Task statement |
In the data below, find each line containing the string "sheep" and return it.

Dataset entries:
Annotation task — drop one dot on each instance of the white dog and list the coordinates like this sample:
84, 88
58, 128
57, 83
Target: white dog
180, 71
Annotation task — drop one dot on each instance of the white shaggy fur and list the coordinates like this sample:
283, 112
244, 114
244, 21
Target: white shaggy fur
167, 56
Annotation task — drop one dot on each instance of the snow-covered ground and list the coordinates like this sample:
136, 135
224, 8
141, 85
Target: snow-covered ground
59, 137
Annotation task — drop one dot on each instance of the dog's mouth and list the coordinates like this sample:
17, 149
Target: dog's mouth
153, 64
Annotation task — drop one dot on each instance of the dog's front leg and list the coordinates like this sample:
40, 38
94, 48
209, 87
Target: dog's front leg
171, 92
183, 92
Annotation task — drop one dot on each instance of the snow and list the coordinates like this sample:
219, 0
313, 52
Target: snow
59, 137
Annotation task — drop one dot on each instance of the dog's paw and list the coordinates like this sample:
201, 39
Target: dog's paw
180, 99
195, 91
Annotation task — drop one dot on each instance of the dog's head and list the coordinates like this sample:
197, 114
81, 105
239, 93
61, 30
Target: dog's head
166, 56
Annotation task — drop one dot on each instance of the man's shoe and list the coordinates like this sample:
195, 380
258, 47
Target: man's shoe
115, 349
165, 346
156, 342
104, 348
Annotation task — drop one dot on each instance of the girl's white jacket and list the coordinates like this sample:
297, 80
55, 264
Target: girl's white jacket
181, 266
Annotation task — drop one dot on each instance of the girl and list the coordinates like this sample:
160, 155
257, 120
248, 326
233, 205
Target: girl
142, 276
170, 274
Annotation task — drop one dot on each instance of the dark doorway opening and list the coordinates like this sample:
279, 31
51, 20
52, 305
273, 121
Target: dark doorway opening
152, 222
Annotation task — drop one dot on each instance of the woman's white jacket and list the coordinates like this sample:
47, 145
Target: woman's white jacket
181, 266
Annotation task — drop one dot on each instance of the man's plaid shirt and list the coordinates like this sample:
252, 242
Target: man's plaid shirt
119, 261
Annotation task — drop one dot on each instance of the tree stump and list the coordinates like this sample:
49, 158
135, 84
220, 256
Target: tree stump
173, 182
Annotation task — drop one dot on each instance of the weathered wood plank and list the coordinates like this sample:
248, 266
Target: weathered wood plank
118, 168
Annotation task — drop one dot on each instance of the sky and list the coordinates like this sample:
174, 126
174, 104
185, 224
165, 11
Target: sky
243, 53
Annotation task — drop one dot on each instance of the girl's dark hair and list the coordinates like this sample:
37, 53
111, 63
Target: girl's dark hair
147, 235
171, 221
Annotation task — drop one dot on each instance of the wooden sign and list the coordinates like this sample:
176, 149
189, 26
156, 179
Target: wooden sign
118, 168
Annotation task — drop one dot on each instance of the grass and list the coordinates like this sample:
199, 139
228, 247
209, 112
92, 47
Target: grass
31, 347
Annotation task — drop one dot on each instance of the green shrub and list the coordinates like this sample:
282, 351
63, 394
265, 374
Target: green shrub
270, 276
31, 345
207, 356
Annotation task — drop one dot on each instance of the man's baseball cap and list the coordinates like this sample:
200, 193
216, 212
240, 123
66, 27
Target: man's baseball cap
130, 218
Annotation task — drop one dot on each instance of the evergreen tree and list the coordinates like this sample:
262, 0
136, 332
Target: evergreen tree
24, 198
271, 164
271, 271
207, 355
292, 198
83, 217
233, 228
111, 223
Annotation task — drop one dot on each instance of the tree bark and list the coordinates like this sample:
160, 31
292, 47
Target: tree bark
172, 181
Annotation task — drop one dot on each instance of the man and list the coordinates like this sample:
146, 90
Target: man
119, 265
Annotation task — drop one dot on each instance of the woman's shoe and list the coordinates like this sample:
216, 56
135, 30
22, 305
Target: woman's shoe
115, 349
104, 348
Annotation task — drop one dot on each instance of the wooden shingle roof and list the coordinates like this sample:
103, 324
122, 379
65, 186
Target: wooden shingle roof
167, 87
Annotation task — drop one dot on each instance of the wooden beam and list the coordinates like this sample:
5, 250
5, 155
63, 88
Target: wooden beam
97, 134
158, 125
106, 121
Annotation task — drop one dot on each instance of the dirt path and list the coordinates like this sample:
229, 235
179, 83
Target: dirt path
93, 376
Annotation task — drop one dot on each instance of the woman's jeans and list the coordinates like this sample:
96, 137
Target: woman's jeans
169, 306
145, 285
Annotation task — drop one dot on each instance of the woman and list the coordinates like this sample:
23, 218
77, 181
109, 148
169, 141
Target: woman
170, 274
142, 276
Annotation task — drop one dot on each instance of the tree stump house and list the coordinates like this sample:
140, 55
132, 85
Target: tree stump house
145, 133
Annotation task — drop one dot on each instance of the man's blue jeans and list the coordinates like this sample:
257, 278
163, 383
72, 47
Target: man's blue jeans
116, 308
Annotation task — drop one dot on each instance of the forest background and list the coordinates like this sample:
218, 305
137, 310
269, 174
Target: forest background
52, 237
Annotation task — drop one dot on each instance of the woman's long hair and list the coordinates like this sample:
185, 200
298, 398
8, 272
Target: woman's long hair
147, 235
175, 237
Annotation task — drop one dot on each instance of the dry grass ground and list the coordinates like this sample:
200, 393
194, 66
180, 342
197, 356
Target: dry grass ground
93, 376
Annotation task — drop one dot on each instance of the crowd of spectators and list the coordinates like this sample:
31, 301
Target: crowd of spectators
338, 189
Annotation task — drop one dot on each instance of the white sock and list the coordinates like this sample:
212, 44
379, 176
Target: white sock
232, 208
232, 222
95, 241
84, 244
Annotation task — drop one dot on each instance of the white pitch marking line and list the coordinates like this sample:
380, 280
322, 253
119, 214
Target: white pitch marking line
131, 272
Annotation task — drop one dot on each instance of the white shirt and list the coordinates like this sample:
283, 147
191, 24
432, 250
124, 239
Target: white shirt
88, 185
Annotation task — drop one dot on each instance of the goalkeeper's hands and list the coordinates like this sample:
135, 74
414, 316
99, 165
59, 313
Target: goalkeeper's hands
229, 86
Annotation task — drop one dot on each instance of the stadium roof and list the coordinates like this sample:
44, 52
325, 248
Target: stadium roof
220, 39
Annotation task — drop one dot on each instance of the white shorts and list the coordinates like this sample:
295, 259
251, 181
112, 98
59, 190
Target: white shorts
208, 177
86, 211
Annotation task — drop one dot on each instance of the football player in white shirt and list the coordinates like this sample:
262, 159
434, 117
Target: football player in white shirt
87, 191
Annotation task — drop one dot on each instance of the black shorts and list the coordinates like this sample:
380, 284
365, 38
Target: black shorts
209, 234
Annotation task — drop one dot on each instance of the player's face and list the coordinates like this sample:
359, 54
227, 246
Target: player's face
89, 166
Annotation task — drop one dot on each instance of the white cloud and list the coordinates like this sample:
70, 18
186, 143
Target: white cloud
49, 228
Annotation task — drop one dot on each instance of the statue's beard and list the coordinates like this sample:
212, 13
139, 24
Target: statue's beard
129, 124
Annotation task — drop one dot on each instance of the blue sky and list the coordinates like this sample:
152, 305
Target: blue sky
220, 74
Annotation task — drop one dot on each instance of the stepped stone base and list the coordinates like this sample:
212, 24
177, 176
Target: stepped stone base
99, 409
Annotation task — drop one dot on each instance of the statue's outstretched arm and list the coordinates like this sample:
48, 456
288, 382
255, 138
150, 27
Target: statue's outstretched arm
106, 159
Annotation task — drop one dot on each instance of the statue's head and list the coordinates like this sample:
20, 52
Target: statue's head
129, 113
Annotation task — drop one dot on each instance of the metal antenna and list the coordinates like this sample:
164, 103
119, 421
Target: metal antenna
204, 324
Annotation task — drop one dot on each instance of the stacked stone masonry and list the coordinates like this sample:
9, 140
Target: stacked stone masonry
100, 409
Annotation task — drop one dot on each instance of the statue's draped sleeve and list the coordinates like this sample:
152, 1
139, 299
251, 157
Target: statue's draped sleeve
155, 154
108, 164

---

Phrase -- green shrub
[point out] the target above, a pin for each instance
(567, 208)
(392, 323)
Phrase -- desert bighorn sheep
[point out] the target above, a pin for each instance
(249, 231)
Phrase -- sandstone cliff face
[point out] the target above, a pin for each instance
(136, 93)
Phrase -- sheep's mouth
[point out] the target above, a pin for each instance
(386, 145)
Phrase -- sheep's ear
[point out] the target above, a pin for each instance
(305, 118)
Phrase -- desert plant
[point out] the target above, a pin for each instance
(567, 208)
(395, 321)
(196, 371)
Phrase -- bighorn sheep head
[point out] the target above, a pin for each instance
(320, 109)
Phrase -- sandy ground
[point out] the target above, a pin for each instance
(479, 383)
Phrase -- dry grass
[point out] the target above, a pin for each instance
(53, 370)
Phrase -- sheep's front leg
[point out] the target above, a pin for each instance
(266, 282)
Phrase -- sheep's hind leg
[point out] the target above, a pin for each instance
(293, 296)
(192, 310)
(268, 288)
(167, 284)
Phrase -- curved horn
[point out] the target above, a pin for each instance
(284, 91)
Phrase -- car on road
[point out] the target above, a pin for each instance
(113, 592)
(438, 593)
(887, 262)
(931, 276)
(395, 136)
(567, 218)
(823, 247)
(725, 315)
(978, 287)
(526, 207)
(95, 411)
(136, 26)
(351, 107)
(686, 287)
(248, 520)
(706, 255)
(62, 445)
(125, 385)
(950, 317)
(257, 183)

Written response |
Phrase -- desert bighorn sheep
Phrase -- sheep's mouth
Phrase -- sheep's ear
Phrase -- bighorn sheep head
Phrase -- sheep's front leg
Phrase -- sheep's hind leg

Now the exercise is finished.